Pull out the lines of the material below from the line containing "search_term wooden plank" through the final line of the material, and reproduce them without any changes.
— Start Dataset —
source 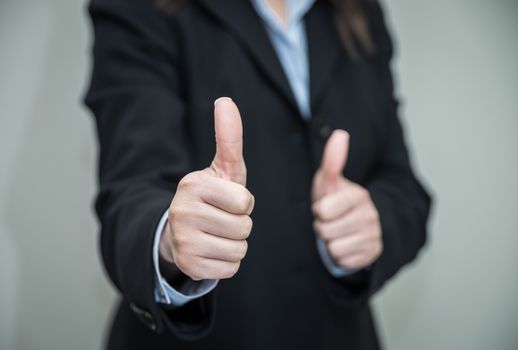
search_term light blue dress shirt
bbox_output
[153,0,354,306]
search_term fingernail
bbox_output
[214,97,232,106]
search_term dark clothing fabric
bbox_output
[86,0,430,350]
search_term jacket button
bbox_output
[318,124,333,140]
[130,303,157,331]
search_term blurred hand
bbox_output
[312,130,383,269]
[160,98,254,280]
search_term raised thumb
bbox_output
[320,129,349,187]
[211,97,246,186]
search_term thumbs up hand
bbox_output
[159,98,254,280]
[312,130,383,269]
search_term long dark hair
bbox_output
[157,0,376,60]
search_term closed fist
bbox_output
[312,130,383,269]
[160,98,254,280]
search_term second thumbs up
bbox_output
[312,130,383,270]
[160,98,254,280]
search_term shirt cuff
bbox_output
[317,237,358,278]
[153,210,219,306]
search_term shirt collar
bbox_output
[252,0,316,31]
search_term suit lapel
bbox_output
[199,0,298,112]
[306,1,345,113]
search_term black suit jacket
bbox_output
[86,0,430,350]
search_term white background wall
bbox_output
[0,0,518,350]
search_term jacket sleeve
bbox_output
[330,1,431,304]
[85,0,214,339]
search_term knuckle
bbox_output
[172,232,188,251]
[221,262,240,278]
[168,204,186,224]
[237,241,248,261]
[241,216,254,239]
[327,241,340,260]
[178,171,199,189]
[236,193,250,213]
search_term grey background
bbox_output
[0,0,518,350]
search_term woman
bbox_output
[86,0,430,349]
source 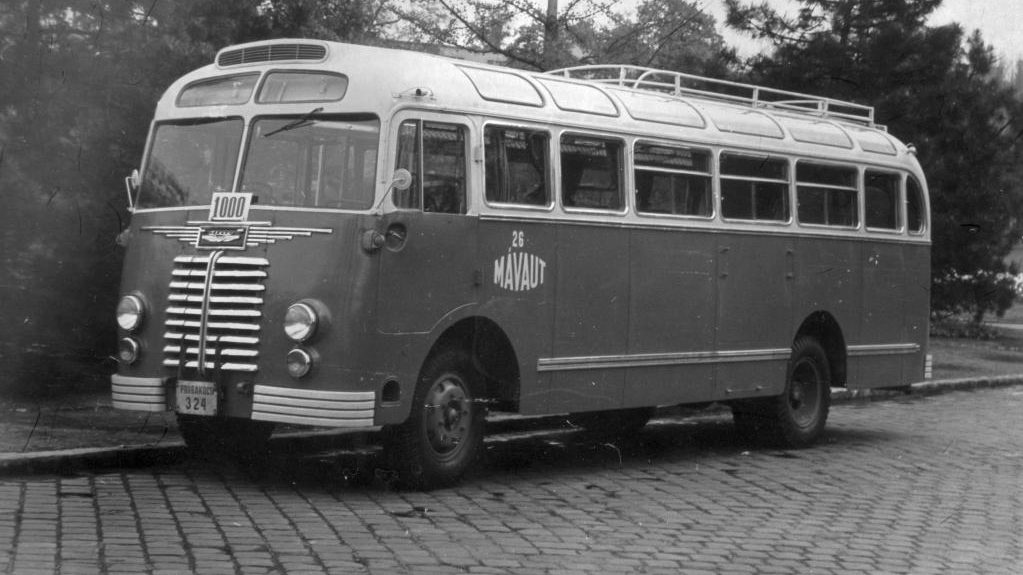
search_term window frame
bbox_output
[714,148,796,227]
[861,165,906,235]
[480,122,561,213]
[902,174,930,236]
[793,158,865,231]
[629,138,718,221]
[552,130,631,216]
[390,114,473,216]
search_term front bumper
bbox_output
[253,386,376,428]
[110,373,167,411]
[110,373,376,428]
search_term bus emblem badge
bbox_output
[195,226,249,250]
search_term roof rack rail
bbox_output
[547,64,883,129]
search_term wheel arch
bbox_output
[427,316,521,410]
[793,310,848,387]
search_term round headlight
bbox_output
[118,338,140,365]
[284,303,318,342]
[118,296,145,331]
[287,348,313,380]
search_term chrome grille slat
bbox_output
[163,254,269,372]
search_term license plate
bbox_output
[178,381,217,415]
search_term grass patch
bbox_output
[929,317,1023,380]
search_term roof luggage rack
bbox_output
[547,64,883,129]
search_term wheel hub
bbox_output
[426,378,471,453]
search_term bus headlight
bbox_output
[117,296,145,331]
[284,302,319,343]
[118,335,141,365]
[287,348,313,380]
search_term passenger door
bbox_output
[376,114,478,334]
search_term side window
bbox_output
[634,143,713,217]
[905,176,927,233]
[394,120,465,214]
[796,162,859,227]
[720,152,789,222]
[394,120,422,210]
[561,135,624,211]
[483,126,550,206]
[863,170,902,229]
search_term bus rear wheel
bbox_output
[731,337,831,448]
[177,413,273,460]
[386,348,486,490]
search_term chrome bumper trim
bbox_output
[110,373,167,411]
[252,386,376,428]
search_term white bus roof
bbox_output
[157,39,916,164]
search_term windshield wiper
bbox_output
[263,106,323,138]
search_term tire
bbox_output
[731,337,831,448]
[568,407,654,438]
[386,348,486,490]
[177,413,273,460]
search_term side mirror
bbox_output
[391,168,412,191]
[125,168,142,212]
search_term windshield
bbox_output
[241,114,380,210]
[138,118,242,208]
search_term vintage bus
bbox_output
[112,40,930,488]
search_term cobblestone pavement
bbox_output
[0,388,1023,575]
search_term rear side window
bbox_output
[720,152,790,222]
[561,135,624,211]
[483,126,550,206]
[634,143,713,217]
[863,170,902,230]
[796,162,859,227]
[905,176,927,233]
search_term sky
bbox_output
[695,0,1023,69]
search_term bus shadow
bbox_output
[226,409,904,490]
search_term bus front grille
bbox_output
[164,252,269,374]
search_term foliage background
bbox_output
[0,0,1023,393]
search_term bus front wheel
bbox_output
[731,337,831,448]
[386,348,486,489]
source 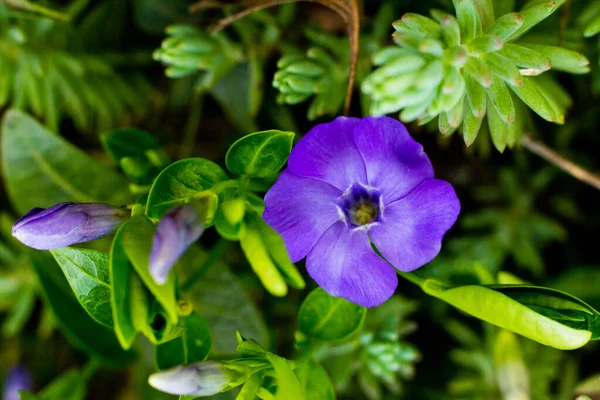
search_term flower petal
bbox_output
[354,117,433,204]
[288,117,367,191]
[263,169,342,262]
[369,179,460,272]
[306,222,398,307]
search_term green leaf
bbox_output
[240,220,288,297]
[298,288,367,341]
[481,53,523,86]
[510,77,564,124]
[267,353,306,400]
[30,252,133,367]
[506,1,558,41]
[102,128,169,184]
[452,0,482,43]
[225,130,294,178]
[2,286,36,338]
[109,222,138,350]
[122,214,178,324]
[178,246,268,356]
[258,220,306,289]
[156,313,212,369]
[294,360,335,400]
[485,76,516,124]
[50,247,113,328]
[2,110,131,213]
[146,158,228,218]
[422,279,592,350]
[523,43,590,74]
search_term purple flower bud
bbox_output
[150,205,204,285]
[2,365,33,400]
[13,203,129,250]
[148,361,232,396]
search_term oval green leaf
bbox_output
[225,130,294,178]
[298,288,367,341]
[146,158,228,218]
[50,247,113,328]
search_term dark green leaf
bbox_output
[50,247,113,328]
[225,130,294,178]
[2,110,130,213]
[156,313,212,369]
[298,288,367,340]
[30,252,133,367]
[146,158,228,218]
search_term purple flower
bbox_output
[13,203,129,250]
[148,361,231,396]
[264,117,460,307]
[150,205,204,285]
[2,365,33,400]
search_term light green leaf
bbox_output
[156,312,212,369]
[267,353,306,400]
[2,110,131,213]
[298,288,367,341]
[225,130,294,178]
[146,158,228,218]
[50,247,113,328]
[422,279,592,350]
[109,222,138,350]
[122,214,178,324]
[30,252,133,367]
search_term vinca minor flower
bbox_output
[264,117,460,307]
[150,205,204,284]
[12,203,129,250]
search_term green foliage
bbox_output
[362,0,589,152]
[2,110,131,213]
[298,288,367,340]
[0,2,150,131]
[225,131,294,178]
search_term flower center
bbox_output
[338,183,381,227]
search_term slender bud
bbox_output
[148,361,231,396]
[2,365,33,400]
[150,205,204,285]
[12,203,129,250]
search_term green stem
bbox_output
[181,239,229,292]
[396,270,425,288]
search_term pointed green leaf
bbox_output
[523,43,590,74]
[146,158,228,218]
[225,130,294,178]
[50,247,113,328]
[485,12,524,40]
[485,76,515,124]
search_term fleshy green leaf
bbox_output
[422,279,592,350]
[298,288,367,341]
[156,312,212,369]
[225,130,294,178]
[30,253,133,367]
[146,158,227,218]
[50,247,113,328]
[2,110,131,213]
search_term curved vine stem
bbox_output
[521,135,600,190]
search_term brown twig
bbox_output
[521,135,600,190]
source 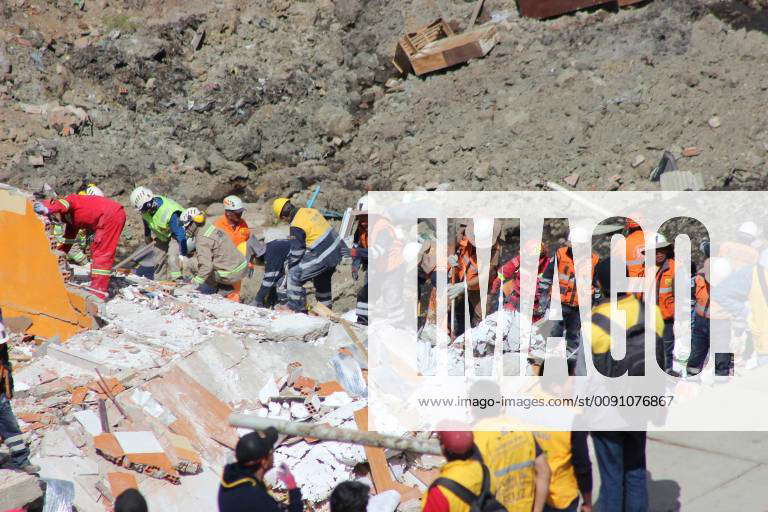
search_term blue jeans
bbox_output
[544,496,579,512]
[0,392,29,467]
[686,315,731,375]
[592,432,648,512]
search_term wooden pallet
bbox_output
[517,0,644,19]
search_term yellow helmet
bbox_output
[272,197,288,219]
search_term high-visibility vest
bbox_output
[534,432,579,509]
[556,247,599,306]
[474,418,536,512]
[626,229,645,277]
[656,258,675,320]
[421,459,483,512]
[717,242,759,272]
[291,208,331,249]
[141,196,184,242]
[694,274,709,318]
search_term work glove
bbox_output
[448,281,464,300]
[34,201,49,215]
[277,463,296,491]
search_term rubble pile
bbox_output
[0,267,437,512]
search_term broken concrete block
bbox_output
[265,314,330,342]
[0,469,43,510]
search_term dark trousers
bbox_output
[686,315,732,375]
[592,432,648,512]
[0,393,29,467]
[550,304,587,375]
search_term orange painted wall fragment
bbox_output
[0,189,93,340]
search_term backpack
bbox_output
[430,462,507,512]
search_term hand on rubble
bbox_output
[277,463,296,491]
[448,281,464,300]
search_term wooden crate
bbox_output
[392,20,498,76]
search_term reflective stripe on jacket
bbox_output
[141,196,184,242]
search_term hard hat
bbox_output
[568,227,589,244]
[272,197,289,219]
[653,233,672,249]
[224,196,245,212]
[235,427,277,466]
[739,220,759,238]
[464,219,501,247]
[85,183,104,197]
[131,187,155,211]
[355,194,368,215]
[437,430,475,455]
[179,206,205,226]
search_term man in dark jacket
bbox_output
[0,311,40,474]
[219,427,304,512]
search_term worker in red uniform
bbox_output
[35,194,125,300]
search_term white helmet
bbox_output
[131,187,155,211]
[179,206,205,226]
[85,185,104,197]
[224,196,245,212]
[653,233,672,249]
[355,194,368,215]
[569,226,589,244]
[739,220,759,238]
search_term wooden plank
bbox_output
[465,0,485,32]
[354,407,421,503]
[517,0,609,19]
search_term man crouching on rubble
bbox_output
[219,427,304,512]
[0,311,40,475]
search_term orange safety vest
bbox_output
[213,215,251,247]
[555,247,600,306]
[694,274,709,318]
[656,258,675,320]
[626,229,645,277]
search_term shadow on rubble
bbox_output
[648,472,681,512]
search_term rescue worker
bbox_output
[53,183,104,265]
[448,221,501,335]
[35,194,125,300]
[550,227,600,375]
[0,312,40,475]
[349,195,368,325]
[247,235,291,308]
[686,257,736,376]
[272,197,342,311]
[213,196,251,254]
[218,427,304,512]
[589,258,664,511]
[491,240,553,322]
[655,233,680,377]
[421,431,483,512]
[130,187,189,282]
[469,380,551,512]
[180,207,248,302]
[625,215,645,277]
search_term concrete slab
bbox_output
— End Dataset —
▶ Worked answer
search_term wooden plank
bbox_output
[465,0,485,32]
[354,407,421,503]
[517,0,609,19]
search_term man crouching on rubble
bbox_output
[219,427,304,512]
[0,311,40,475]
search_term orange safety vest
bbox_output
[213,215,251,247]
[555,247,600,306]
[694,274,709,318]
[656,258,675,320]
[626,229,645,277]
search_term shadow on rubble
bbox_output
[648,472,681,512]
search_term rescue worker
bbox_output
[53,183,104,265]
[448,221,501,335]
[35,194,125,300]
[550,227,600,375]
[0,312,40,475]
[349,195,368,325]
[247,235,291,308]
[686,257,736,376]
[272,197,342,311]
[213,196,251,254]
[218,427,304,512]
[589,258,664,511]
[491,240,553,322]
[655,233,680,377]
[421,431,483,512]
[130,187,189,282]
[469,380,551,512]
[180,207,248,302]
[625,215,645,277]
search_term concrete slab
bbox_output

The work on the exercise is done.